§ ZIEL DER ÜBUNG
Schreiben Sie aus dem Bericht über den Kirchenkreistag in Arle den Abschnitt wortgetreu ab, der mit „SI-Chef Prof. Wegner“ beginnt und bis einschließlich „der KKT-Mitglieder unterbrochen.“ reicht.

"Die Zukunft der Kirche liegt in ihren Gemeinden!"

Arle, 12. Juni 2015

SI-Chef Prof. Wegner beim KKT in Arle - Intensives Ringen um Beschlüsse

"Die Zukunft der Evangelischen Kirche liegt in ihren Gemeinden!" Um zukunftsträchtig zu arbeiten, müsse die Landeskirche den Gemeinden aber mehr Freiheit zur selbstbewussten Arbeit ermöglichen: "In der Kirche haben wir zu viel Planwirtschaft und zu wenig Marktwirtschaft" - so lautete das knackige Fazit von Prof. Dr. Gerhard Wegner, das der Leiter des Sozialwissenschaftlichen Instituts der EKD am Ende seines Vortrags zog. Knapp zwei Stunden lang interpretierte der Gast aus Hannover vor dem Kirchenkreistag (KKT) in Arle die Ergebnisse der jüngsten "Kirchenmitgliedschaftsuntersuchung" (KMU) der EKD. Seine Powerpoint-Präsentation wurde immer wieder von kritischen Nachfragen und eigenen Impulsen der KKT-Mitglieder unterbrochen.

In drei Perspektiven wertete Prof. Wegner die Untersuchung aus. Wie stellt sich die Bindekraft der Evangelischen Kirche dar? 13 % der Evangelischen können als "intensive Kirchenmitglieder" gelten, 44 % fühlen sich ihrer Kirchengemeinde "sehr" oder "ziemlich" verbunden - das sind immerhin rund 10 Mio. Menschen in Deutschland. Schon hier stellte Wegner fest: "Die Kirchengemeinde ist die wichtigste Bezugsgröße für unsre Kirchenmitglieder." Die Bindung an die Kirche habe immer etwas mit persönlichen Beziehungen zu tun (anders als z.B. beim ADAC, dessen Dienstleistung auch ohne Kenntnis von ADAC-Vertretern ausreiche). Erstaunlich: Da sich auch der "Evangelischen Kirche" (ähnlich wie der "eigenen Kirchengemeinde") 43 % verbunden fühlen, wirkt sich offenbar das übergemeindliche Angebot durch Akademien, Einrichtungen und Events prozentual nicht auf die Bindekraft der Kirche aus. Wichtigste Faktoren für die Bindung sind also Menschen - insbesondere der eigene Pastor oder die eigene Pastorin vor Ort (bei 75 % bekannt).

§ ANGEZEIGTE ANGABEN
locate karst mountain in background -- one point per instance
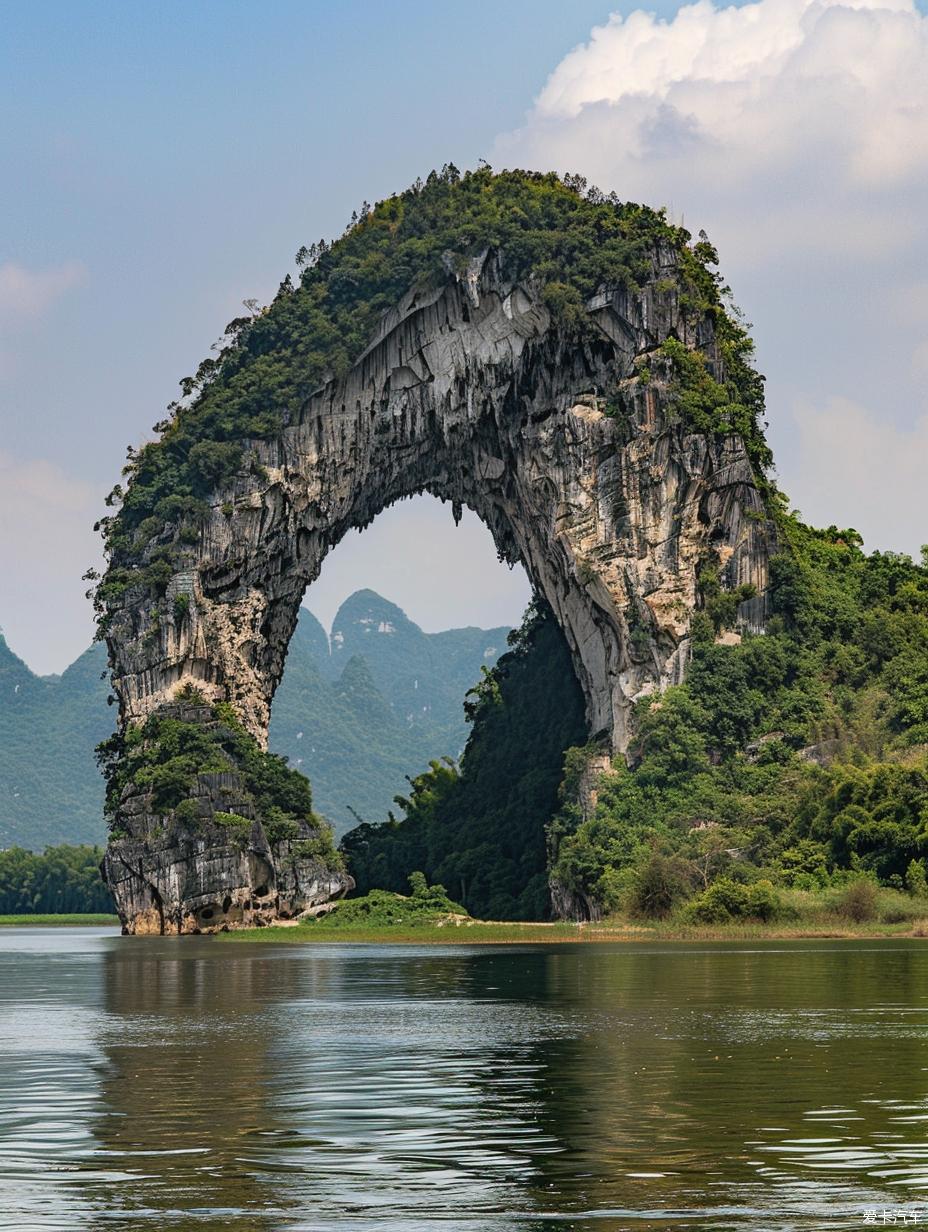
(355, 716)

==

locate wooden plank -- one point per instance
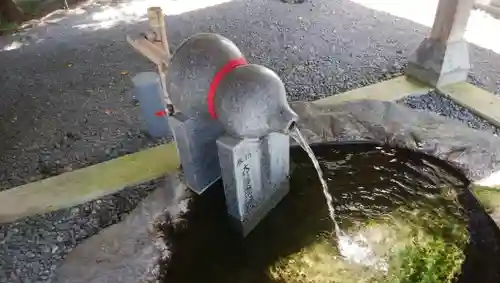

* * *

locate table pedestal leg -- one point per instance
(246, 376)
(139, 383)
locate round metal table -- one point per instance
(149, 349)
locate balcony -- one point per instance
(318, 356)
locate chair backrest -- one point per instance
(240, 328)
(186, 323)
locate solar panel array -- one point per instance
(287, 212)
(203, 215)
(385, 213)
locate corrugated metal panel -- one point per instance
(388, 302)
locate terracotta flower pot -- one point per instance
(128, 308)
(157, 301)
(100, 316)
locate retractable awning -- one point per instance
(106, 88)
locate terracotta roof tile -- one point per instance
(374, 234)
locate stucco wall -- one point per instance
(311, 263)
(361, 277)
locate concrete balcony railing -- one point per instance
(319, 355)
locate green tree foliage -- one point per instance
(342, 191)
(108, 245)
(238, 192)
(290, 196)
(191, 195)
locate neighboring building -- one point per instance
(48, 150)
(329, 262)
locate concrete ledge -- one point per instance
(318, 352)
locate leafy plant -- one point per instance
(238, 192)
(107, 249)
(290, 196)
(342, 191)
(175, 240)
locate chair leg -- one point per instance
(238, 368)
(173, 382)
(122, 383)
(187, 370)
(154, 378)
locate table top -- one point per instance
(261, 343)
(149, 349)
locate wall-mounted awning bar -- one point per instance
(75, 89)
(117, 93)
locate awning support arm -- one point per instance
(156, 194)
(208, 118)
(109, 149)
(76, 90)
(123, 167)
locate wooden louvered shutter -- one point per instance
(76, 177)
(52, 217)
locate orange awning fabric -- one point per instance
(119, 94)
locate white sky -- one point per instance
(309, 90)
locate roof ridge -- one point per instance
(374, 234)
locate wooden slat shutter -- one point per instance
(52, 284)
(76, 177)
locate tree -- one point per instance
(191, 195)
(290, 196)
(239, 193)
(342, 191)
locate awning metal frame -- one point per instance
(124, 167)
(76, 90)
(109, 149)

§ LÖSUNG DER AUFGABE
SI-Chef Prof. Wegner beim KKT in Arle - Intensives Ringen um Beschlüsse

"Die Zukunft der Evangelischen Kirche liegt in ihren Gemeinden!" Um zukunftsträchtig zu arbeiten, müsse die Landeskirche den Gemeinden aber mehr Freiheit zur selbstbewussten Arbeit ermöglichen: "In der Kirche haben wir zu viel Planwirtschaft und zu wenig Marktwirtschaft" - so lautete das knackige Fazit von Prof. Dr. Gerhard Wegner, das der Leiter des Sozialwissenschaftlichen Instituts der EKD am Ende seines Vortrags zog. Knapp zwei Stunden lang interpretierte der Gast aus Hannover vor dem Kirchenkreistag (KKT) in Arle die Ergebnisse der jüngsten "Kirchenmitgliedschaftsuntersuchung" (KMU) der EKD. Seine Powerpoint-Präsentation wurde immer wieder von kritischen Nachfragen und eigenen Impulsen der KKT-Mitglieder unterbrochen.